**WHAT YOU HAVE TO DO**
Could you change "interface" to "image" throughout the records below and reproduce them with everything else left as is? Leave the pictures out of your answer.

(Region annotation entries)
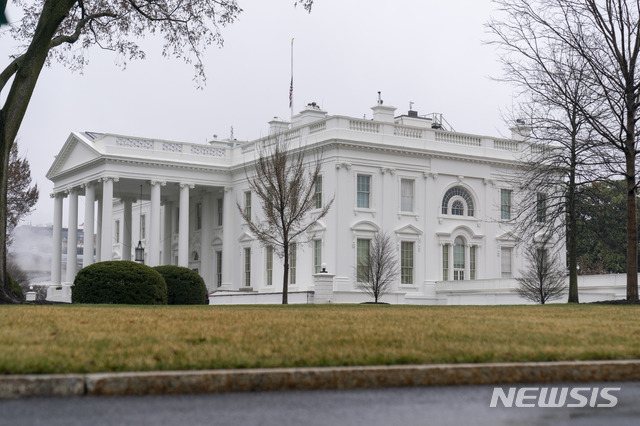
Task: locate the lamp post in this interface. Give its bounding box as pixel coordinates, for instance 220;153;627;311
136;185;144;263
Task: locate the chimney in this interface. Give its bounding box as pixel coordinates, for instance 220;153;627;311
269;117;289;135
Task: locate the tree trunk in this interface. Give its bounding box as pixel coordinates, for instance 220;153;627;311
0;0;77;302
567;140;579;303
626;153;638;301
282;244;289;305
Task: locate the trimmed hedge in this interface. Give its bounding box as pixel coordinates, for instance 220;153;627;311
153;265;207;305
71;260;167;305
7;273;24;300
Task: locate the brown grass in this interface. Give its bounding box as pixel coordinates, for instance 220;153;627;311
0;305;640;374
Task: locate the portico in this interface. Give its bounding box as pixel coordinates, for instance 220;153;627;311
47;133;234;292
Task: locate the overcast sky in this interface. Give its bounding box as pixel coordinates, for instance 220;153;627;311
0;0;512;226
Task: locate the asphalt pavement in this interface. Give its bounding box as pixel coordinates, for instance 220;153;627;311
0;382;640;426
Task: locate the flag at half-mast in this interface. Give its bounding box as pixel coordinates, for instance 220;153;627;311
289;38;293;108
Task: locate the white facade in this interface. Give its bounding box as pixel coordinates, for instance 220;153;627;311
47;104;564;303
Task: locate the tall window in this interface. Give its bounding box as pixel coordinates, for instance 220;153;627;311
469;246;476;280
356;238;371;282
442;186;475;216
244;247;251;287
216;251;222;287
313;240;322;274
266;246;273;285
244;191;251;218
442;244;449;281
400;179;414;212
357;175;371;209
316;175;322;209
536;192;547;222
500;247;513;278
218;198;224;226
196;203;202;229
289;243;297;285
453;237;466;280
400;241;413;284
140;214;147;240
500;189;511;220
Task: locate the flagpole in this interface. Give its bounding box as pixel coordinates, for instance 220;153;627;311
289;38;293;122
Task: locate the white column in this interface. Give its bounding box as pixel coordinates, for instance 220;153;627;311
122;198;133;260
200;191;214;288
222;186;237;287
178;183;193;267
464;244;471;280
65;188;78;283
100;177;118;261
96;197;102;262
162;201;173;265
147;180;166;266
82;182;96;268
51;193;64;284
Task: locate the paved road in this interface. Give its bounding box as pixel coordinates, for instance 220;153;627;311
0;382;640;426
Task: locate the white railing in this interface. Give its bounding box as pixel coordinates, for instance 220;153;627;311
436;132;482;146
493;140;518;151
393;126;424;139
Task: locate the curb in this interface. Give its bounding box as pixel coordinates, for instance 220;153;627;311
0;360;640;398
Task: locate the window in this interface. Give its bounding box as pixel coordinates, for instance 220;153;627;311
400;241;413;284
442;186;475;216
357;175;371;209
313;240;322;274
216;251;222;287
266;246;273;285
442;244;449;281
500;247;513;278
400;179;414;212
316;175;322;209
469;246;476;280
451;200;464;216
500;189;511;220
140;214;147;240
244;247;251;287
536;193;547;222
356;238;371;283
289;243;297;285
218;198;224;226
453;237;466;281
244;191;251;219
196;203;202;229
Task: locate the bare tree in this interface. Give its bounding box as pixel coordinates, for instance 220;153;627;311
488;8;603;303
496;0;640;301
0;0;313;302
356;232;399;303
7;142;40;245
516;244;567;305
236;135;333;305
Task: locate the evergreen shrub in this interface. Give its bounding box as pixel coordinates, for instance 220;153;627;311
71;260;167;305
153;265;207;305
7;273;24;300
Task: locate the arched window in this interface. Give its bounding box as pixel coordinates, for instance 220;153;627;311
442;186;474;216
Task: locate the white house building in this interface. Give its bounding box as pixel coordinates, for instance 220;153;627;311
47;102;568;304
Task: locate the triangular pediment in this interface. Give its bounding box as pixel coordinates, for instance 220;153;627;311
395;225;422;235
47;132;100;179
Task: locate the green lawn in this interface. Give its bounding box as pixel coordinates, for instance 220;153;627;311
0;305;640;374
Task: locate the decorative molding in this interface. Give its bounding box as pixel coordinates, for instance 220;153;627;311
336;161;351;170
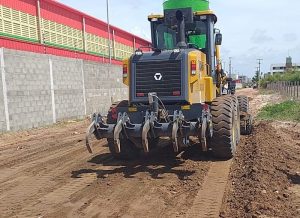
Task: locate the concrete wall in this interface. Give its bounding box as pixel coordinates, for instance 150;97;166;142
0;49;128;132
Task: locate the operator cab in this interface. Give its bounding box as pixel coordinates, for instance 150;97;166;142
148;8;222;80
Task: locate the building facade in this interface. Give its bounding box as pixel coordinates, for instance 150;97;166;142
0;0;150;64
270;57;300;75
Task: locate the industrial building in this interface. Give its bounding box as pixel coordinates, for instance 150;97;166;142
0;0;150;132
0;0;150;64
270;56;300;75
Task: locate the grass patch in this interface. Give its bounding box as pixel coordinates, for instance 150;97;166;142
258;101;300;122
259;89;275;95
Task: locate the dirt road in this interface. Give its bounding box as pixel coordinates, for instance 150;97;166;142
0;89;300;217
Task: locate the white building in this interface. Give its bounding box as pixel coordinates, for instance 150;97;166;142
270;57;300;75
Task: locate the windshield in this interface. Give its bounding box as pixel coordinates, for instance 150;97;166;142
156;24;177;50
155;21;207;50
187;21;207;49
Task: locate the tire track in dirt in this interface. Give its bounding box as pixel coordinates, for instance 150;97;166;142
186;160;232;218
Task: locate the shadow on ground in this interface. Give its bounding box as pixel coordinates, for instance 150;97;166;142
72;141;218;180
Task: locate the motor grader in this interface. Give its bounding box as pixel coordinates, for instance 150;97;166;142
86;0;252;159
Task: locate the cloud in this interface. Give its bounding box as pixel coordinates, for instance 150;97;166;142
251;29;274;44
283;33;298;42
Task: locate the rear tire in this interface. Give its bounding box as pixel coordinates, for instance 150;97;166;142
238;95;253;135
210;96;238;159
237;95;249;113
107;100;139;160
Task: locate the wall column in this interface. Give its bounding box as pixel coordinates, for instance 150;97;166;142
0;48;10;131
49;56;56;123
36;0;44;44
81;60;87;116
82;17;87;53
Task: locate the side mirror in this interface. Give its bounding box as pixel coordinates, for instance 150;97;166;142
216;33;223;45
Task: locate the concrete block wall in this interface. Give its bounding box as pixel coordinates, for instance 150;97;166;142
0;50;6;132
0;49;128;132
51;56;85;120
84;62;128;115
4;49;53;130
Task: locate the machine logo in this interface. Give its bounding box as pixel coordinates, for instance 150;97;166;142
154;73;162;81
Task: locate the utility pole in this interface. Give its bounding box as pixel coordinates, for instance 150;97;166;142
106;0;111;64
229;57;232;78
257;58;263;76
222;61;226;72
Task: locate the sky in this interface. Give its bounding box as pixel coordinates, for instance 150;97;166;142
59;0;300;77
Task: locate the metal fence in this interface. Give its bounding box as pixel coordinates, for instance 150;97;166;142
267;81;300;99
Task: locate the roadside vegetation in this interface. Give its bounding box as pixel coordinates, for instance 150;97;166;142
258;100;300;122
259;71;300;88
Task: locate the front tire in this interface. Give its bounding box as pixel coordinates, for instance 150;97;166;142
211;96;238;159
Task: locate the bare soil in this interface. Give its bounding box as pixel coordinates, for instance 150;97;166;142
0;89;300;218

**WRITTEN REPLY**
Task: locate the lamp post in this image. Give its bounding box as pixel coordinates, for instance 220;153;627;311
136;185;144;263
Task: locate the chimney in this image. Give its bounding box as pixel coordinates, for instance 220;153;627;311
269;117;289;135
Task: locate the tree trunk in this image. Give its bounding box as pixel coordinates, for instance 220;153;627;311
0;0;77;302
567;140;579;303
626;153;638;301
282;244;289;305
Task: locate the trimmed hedge in this image. Give its bounding box as pixel coordinates, for instance 220;153;627;311
153;265;207;305
71;260;167;305
7;273;24;300
Task: locate the brown grass in this image. Give its bounding box as pixel coordinates, for instance 220;153;627;311
0;305;640;374
Task: locate the portico in this image. Give its bounding box as pixel coordinates, for instance 220;153;627;311
47;133;234;292
Task: locate the overcast sky in this image. Give its bounding box as pixel coordinates, for instance 220;153;627;311
0;0;512;226
Task: locate the asphalt pavement in this image. Give its bounding box as pixel coordinates, for instance 220;153;627;311
0;382;640;426
Task: locate the flag at half-mast in this image. Give its bounding box as pixel coordinates, for instance 220;153;627;311
289;38;293;108
Task: locate the white facade in this image. Give its bounding box as pixel coordinates, for instance 220;153;627;311
47;104;564;303
Task: locate the tall window in this image. Give its bounding box as pixel coordinates, for instance 220;153;627;311
469;246;476;280
356;238;371;282
442;186;475;216
244;247;251;287
216;251;222;287
313;240;322;274
266;246;273;285
244;191;251;218
442;244;449;281
400;179;414;212
357;175;371;209
316;175;322;209
536;192;547;222
500;247;513;278
218;198;224;226
196;203;202;229
289;243;297;285
453;237;466;280
400;241;413;284
140;214;147;240
500;189;511;220
Task: locate the flagpole in this image. Give its bounding box as pixel coordinates, for instance 220;153;627;311
289;38;293;122
Task: locate the white column in this image. Give its bounding box as pixel coordinates, for instance 220;153;627;311
122;198;133;260
200;191;214;288
222;186;237;287
178;183;193;267
464;244;471;280
65;188;78;283
100;177;118;261
96;197;102;262
162;201;173;265
147;180;166;266
82;182;96;268
51;193;64;284
Task: locate the paved road in this image. Give its bounding box as pixel coordinates, for instance 220;153;627;311
0;382;640;426
Task: locate the white railing in this image. Give its bounding box as pixel coordinates, for instance 220;153;627;311
436;132;482;146
493;140;518;151
393;126;424;139
Task: locate the curb in this image. Give its bounding box as pixel coordinates, for instance 220;153;627;311
0;360;640;398
Task: locate the window in this image. Give its bounding box as pixel coordinates, for instance 220;153;627;311
400;241;413;284
442;186;475;216
357;175;371;209
313;240;322;274
216;251;222;287
266;246;273;285
442;244;449;281
500;247;513;278
400;179;414;212
316;175;322;209
469;246;476;280
451;200;464;216
500;189;511;220
140;214;147;240
244;247;251;287
536;193;547;222
356;238;371;283
289;243;297;285
218;198;224;226
453;237;466;281
244;191;251;219
196;203;202;229
Task: locate the bare tree in this image. Give its bounding box as pixel coordinates, for instance 220;153;627;311
488;8;603;303
496;0;640;301
0;0;313;302
356;232;399;303
7;142;40;245
516;244;567;305
236;135;333;305
Task: locate the evergreen shrub in this image. Give its bounding box as pixel coordinates, for instance 220;153;627;311
71;260;167;305
153;265;207;305
7;273;24;300
Task: locate the arched window in this image. Give its bounding box as pixel coordinates, for instance 220;153;627;311
442;186;474;216
Task: locate the white house building in this image. Give its bounding box as pixel coordinates, for instance 220;153;627;311
47;102;568;304
Task: locate the triangular pediment in this image. Give its bounding box as pixel coordinates, for instance 220;153;627;311
395;225;422;235
47;132;100;179
Task: locate the green lawn in this image. Give its bounding box as pixel coordinates, for instance 220;153;627;311
0;305;640;374
Task: locate the decorative molding in this image. Give its bounding box as pixel coordinates, for instance 220;153;627;311
336;161;351;170
Task: locate the concrete wall in this image. Give its bounding box as pixel coordinates, for instance 150;97;166;142
0;49;128;132
Task: locate the operator cab in this image. Give its bounding box as pixel coordinates, for instance 150;97;166;142
148;8;222;80
Task: locate the building facade in this image. Give its bounding box as pixel coordinates, for instance 150;97;166;142
0;0;150;64
270;57;300;75
Task: locate the industrial building in this image. Give its bounding box as pixel coordinates, for instance 150;97;166;142
0;0;150;132
0;0;150;64
270;56;300;75
Task: locate the grass patch in this image. Give its bounding box as pixel coordinates, for instance 150;97;166;142
258;101;300;122
259;89;275;95
Task: locate the dirt road in this image. Give its bounding box as pixel coordinates, for instance 150;97;166;142
0;89;300;217
Task: locate the white building in this image. Give its bounding box as pixel coordinates, for instance 150;97;166;142
270;57;300;75
Task: locate the windshield in this image. Give its bounding box as pixel coordinates, for instance 150;97;166;142
156;24;177;50
155;21;207;50
187;21;207;49
Task: locate the tire track in dirt in this image. Give its bounding box as pixel coordinates, for instance 150;97;166;142
186;160;232;218
Task: locate the shadow on ground in this image. Give its bounding box as pixel coordinates, for instance 150;97;166;142
72;141;218;180
Task: locate the motor grader in this image. Give its bounding box as pixel coordinates, for instance 150;97;166;142
86;0;252;159
Task: locate the cloud in this image. Give its bounding box as pixel coordinates, for instance 150;97;166;142
251;29;274;44
283;33;298;42
Task: locate the rear tire in this image. Give its bounding box as pixel coordinates, for instance 150;97;166;142
238;95;253;135
210;96;238;159
237;95;249;113
107;100;139;160
Task: locate the wall column in this image. Give its bounding box as pixel coordinates, for instance 150;97;166;142
0;48;10;131
49;56;56;123
36;0;44;44
81;60;87;116
82;17;87;53
Task: locate the side mirror in this image. Give its bounding box as pixel coordinates, for instance 150;97;166;142
216;33;223;45
Task: locate the concrete block wall in this image. Give its bounding box as pixel coordinates, for instance 150;97;166;142
0;50;6;132
0;49;128;132
51;56;85;120
84;62;128;115
4;49;53;130
Task: locate the machine logo in this image. Give its bounding box as pixel coordinates, for instance 150;97;166;142
154;73;162;81
Task: locate the utility pole in this image. Give its bounding box as pixel coordinates, for instance 150;97;166;142
106;0;111;64
229;57;232;78
257;58;263;76
222;61;226;72
Task: locate the sky in this image. Give its bounding box as pixel coordinates, for instance 150;97;166;142
59;0;300;77
Task: locate the metal fence in this image. Give its bounding box as pixel coordinates, for instance 150;97;166;142
267;81;300;99
Task: locate the roadside vegetation in this image. Give its bounding box as pixel coordinates, for instance 150;97;166;142
258;100;300;122
259;71;300;88
Task: locate the front tire in this image. Give its bounding box as pixel coordinates, for instance 150;97;166;142
211;96;238;159
Task: locate the bare soil in this image. Give its bounding box as pixel coordinates, for instance 150;97;166;142
0;89;300;218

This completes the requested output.